Records from a pointing dataset:
■ ■ ■ ■

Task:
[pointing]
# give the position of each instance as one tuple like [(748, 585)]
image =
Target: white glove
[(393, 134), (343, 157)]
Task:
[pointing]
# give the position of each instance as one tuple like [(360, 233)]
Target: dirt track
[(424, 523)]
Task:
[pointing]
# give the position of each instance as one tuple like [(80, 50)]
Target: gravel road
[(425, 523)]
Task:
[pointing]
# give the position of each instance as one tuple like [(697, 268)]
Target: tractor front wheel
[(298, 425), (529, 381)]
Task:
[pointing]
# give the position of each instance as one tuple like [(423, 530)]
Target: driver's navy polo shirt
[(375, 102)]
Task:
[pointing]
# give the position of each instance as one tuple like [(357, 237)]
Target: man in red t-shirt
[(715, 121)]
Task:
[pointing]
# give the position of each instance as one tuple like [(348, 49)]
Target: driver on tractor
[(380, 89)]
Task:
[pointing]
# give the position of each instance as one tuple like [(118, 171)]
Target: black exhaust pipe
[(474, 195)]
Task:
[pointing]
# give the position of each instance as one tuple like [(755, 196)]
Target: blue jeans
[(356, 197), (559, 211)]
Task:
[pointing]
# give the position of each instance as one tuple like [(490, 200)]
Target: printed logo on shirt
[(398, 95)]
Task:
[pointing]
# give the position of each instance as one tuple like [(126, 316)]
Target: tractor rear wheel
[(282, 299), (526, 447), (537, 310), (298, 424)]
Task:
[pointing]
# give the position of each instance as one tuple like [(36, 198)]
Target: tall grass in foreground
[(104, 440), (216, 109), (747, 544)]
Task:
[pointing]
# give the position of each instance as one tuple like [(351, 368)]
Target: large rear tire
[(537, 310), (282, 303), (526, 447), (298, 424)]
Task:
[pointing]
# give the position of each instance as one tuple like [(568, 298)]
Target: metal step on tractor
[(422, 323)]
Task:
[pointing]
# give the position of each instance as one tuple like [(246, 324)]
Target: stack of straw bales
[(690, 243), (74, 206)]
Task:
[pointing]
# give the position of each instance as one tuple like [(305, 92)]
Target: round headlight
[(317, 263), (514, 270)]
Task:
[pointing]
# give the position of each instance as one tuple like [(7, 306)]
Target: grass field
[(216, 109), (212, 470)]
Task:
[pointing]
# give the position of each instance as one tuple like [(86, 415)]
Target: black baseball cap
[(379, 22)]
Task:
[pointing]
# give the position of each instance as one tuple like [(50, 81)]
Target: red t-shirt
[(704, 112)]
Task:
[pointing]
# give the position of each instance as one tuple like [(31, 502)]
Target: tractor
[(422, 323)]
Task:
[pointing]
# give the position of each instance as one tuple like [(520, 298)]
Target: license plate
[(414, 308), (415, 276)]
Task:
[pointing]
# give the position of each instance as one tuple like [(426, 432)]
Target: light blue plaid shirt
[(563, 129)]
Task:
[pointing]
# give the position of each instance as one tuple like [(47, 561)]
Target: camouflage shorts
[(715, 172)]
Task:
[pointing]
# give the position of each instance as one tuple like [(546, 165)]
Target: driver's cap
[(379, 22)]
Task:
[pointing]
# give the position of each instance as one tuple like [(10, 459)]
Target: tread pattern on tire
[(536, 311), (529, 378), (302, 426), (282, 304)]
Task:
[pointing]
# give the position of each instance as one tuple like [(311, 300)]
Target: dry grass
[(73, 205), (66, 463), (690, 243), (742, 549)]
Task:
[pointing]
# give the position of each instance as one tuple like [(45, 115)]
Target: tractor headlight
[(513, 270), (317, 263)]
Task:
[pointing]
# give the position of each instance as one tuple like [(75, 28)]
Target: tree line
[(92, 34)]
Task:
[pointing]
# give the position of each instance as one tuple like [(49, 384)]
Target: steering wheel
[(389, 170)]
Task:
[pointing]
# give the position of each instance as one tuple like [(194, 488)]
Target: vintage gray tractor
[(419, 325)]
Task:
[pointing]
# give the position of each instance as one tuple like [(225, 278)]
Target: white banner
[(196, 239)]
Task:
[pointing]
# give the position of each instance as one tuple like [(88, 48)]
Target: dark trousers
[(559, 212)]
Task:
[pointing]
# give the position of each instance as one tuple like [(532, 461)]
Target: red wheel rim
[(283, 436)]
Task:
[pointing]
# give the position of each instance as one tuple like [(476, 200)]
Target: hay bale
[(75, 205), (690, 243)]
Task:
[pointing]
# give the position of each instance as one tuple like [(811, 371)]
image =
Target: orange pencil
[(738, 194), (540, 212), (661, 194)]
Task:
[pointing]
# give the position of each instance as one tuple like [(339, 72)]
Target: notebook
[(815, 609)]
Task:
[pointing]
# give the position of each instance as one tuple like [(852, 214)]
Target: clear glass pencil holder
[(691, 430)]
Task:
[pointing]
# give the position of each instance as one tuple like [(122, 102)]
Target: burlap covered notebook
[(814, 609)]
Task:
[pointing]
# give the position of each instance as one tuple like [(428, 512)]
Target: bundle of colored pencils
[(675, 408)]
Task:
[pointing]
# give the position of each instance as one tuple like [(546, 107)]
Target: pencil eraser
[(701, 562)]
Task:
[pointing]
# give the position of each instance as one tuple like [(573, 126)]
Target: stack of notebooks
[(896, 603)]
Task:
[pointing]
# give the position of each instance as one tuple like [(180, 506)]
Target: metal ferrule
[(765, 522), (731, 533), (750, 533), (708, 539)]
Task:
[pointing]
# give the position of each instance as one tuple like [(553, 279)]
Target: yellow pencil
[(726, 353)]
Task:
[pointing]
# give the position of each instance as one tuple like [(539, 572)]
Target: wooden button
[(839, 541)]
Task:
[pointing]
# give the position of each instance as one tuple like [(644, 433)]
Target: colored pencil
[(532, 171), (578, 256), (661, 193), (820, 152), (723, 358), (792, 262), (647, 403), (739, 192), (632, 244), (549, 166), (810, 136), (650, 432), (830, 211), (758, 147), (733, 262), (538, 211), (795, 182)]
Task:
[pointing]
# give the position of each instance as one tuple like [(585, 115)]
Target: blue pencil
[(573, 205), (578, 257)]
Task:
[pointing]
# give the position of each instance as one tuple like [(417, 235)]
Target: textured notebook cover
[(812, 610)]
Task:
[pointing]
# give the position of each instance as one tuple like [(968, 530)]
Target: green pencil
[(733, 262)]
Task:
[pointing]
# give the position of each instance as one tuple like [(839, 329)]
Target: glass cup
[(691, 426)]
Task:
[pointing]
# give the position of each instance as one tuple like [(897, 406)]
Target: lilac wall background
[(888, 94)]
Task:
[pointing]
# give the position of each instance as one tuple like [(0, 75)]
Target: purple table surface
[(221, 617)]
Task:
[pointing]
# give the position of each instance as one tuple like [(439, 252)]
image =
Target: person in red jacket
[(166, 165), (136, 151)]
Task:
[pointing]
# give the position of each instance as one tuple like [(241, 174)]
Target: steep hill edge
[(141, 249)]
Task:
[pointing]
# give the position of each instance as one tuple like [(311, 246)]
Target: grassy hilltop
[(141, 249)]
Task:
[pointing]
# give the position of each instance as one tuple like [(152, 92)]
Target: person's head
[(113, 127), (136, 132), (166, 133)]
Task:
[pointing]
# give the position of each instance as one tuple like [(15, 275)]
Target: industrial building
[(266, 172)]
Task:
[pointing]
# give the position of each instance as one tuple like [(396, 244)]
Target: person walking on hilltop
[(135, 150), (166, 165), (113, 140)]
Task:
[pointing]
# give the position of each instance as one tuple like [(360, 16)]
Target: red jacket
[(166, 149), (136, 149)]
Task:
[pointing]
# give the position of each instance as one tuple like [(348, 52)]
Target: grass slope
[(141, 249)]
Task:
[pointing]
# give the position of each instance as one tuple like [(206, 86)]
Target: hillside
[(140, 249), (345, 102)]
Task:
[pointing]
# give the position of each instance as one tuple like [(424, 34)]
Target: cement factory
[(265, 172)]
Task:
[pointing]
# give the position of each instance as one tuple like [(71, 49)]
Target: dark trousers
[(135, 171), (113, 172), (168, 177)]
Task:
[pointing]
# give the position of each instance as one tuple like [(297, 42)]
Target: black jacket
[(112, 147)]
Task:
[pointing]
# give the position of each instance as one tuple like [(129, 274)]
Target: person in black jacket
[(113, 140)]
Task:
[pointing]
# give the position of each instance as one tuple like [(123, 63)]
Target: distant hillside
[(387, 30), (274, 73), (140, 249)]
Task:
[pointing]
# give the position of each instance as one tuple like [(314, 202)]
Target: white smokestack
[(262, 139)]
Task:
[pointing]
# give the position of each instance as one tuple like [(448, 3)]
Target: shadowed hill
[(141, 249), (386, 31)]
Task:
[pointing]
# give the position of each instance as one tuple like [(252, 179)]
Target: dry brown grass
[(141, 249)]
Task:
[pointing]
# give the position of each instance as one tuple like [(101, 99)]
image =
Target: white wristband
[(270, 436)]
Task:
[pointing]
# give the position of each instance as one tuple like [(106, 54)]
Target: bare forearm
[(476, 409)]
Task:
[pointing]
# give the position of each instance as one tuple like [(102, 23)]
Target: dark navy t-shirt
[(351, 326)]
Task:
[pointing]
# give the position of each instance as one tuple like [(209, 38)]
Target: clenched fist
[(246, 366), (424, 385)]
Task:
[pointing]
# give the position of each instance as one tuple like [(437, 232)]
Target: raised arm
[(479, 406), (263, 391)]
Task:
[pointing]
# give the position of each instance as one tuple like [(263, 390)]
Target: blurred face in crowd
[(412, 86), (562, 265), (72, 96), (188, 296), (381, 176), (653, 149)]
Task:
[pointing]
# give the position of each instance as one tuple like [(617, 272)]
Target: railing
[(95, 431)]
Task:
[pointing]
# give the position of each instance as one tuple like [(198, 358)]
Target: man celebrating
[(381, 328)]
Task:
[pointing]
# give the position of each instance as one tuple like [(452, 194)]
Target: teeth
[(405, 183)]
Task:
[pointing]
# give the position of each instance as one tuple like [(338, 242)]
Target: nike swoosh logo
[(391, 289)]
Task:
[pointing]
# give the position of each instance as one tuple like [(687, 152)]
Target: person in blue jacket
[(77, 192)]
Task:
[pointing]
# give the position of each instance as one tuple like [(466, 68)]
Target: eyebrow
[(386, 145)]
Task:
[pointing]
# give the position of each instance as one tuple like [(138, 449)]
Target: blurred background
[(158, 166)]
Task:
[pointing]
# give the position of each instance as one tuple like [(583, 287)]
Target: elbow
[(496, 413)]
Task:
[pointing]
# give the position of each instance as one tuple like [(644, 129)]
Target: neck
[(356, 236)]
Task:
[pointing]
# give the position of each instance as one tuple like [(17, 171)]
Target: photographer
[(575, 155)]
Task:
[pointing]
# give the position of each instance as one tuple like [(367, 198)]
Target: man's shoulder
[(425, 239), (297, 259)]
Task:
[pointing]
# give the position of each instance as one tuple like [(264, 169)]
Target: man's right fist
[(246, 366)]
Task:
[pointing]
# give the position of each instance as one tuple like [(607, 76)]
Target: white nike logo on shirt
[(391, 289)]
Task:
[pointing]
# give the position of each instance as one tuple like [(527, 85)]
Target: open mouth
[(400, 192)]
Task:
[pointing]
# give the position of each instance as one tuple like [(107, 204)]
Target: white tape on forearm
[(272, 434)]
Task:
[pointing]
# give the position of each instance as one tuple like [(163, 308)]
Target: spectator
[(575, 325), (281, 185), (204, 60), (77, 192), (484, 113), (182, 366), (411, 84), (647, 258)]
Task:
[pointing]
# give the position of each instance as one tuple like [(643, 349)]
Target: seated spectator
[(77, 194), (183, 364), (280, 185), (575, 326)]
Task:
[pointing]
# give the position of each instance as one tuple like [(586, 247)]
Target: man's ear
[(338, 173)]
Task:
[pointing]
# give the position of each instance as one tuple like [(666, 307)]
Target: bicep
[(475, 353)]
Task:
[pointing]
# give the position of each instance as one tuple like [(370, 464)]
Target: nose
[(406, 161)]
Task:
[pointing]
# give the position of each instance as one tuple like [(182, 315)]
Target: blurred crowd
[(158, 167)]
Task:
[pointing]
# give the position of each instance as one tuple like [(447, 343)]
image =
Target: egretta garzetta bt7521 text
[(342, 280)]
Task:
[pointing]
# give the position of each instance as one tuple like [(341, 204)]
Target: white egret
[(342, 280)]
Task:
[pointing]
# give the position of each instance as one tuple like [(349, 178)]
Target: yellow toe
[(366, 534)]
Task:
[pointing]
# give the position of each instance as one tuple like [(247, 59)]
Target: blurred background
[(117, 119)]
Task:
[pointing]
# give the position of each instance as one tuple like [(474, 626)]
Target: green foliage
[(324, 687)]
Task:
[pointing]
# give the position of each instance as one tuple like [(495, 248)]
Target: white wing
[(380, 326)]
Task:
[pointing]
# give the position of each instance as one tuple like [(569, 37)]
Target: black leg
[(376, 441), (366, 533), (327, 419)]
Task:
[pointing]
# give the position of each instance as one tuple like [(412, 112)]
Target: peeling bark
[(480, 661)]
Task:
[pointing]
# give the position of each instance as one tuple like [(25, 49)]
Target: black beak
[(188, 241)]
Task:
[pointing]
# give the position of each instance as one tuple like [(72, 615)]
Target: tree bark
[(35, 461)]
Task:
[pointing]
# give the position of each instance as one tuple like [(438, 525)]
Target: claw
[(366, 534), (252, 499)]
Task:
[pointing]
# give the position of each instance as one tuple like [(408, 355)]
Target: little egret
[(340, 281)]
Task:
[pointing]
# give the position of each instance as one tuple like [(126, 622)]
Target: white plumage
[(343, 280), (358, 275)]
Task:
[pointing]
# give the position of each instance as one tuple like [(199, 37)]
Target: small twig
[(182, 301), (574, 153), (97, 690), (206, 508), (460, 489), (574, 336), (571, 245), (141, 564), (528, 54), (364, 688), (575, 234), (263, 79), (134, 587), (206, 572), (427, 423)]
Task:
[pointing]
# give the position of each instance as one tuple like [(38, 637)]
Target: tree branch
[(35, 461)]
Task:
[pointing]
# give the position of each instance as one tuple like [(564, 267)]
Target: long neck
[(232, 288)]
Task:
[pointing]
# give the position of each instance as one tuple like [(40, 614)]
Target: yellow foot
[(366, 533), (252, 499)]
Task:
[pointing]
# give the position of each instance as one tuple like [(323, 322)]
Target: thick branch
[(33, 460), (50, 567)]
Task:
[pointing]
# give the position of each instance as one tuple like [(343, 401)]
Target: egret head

■ ■ ■ ■

— EXERCISE —
Reproduce the material verbatim, beginning with its first line and ending after the line that contains "[(282, 299), (526, 447), (537, 310), (298, 424)]".

— FINAL RESULT —
Task:
[pointing]
# give the position of each instance as one tuple like [(748, 585)]
image =
Target: white glove
[(393, 134), (343, 157)]
Task:
[pointing]
# give the position of each instance as one tuple like [(360, 233)]
Target: dirt track
[(424, 523)]
Task:
[pointing]
# give the position of each instance as one tuple like [(80, 50)]
Target: gravel road
[(425, 523)]
Task:
[pointing]
# give the position of each instance as one tuple like [(697, 268)]
Target: tractor front wheel
[(298, 425), (529, 381)]
Task:
[pointing]
# give the position of each instance as one tuple like [(423, 530)]
Target: driver's navy polo shirt
[(375, 102)]
Task:
[pointing]
# give the position of each instance as one tuple like [(357, 237)]
Target: man in red t-shirt
[(715, 121)]
Task:
[pointing]
# give the position of each instance as one tuple like [(348, 49)]
Target: driver on tractor
[(380, 89)]
Task:
[pointing]
# give the position of each instance as one tuple like [(118, 171)]
Target: black exhaust pipe
[(474, 195)]
Task:
[pointing]
# give the position of each instance as one tuple like [(755, 196)]
Target: blue jeans
[(356, 197), (559, 211)]
Task:
[pointing]
# give the position of each instance as one tuple like [(490, 200)]
Target: printed logo on shirt
[(398, 95)]
Task:
[pointing]
# give the position of each instance as one tuple like [(126, 316)]
Target: tractor rear wheel
[(282, 299), (526, 447), (537, 310), (298, 424)]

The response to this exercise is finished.